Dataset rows
__________
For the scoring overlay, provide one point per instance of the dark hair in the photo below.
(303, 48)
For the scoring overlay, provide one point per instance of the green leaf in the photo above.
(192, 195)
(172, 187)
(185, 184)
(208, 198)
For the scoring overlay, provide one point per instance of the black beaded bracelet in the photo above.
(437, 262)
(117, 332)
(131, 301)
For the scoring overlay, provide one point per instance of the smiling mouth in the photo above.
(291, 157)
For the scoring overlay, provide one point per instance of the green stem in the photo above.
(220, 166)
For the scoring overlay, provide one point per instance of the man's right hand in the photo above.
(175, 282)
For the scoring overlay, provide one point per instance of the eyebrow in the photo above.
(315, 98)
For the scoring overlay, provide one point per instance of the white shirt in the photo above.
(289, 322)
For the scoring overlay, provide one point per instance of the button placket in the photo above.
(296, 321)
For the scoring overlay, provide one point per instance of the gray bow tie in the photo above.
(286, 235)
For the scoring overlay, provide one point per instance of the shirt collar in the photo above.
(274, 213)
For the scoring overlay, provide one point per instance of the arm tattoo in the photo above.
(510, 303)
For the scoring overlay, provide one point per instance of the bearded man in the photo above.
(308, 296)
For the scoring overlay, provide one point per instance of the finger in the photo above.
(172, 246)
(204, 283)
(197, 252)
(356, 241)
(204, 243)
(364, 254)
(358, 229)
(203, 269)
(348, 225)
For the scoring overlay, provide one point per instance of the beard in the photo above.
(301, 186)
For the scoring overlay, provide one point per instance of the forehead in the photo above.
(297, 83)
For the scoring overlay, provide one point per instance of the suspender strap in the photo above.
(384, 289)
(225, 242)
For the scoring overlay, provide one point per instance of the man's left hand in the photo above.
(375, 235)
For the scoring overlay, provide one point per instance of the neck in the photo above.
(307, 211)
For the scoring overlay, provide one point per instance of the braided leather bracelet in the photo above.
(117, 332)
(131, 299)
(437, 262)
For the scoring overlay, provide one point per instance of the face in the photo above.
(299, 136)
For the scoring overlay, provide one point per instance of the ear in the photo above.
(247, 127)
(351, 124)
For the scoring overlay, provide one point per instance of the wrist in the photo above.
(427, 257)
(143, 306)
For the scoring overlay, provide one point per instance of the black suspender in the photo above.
__________
Exercise aim >> Copy the items exactly, starting with the line that contains "left hand in the photo above." and continuing through the last line of the items, inclusive.

Exercise solution >>
For the scoring overlay, provide one point per instance of the man's left hand in the photo above.
(375, 235)
For the scoring overlay, provide one point per instance of the neck in the photo above.
(307, 211)
For the scoring overlay, provide one point per instance of the braided leather bracelet in the photo above.
(117, 332)
(131, 299)
(437, 262)
For the scoring overlay, provide one point per instance of the face in the photo above.
(299, 136)
For the scoring overlay, provide one point per instance of the ear in the photo above.
(247, 127)
(351, 124)
For the scoring overlay, provide one point per instance of the wrist in the photo above.
(427, 257)
(143, 306)
For the scoring overlay, provide one point per instance of the black suspender in the photo above.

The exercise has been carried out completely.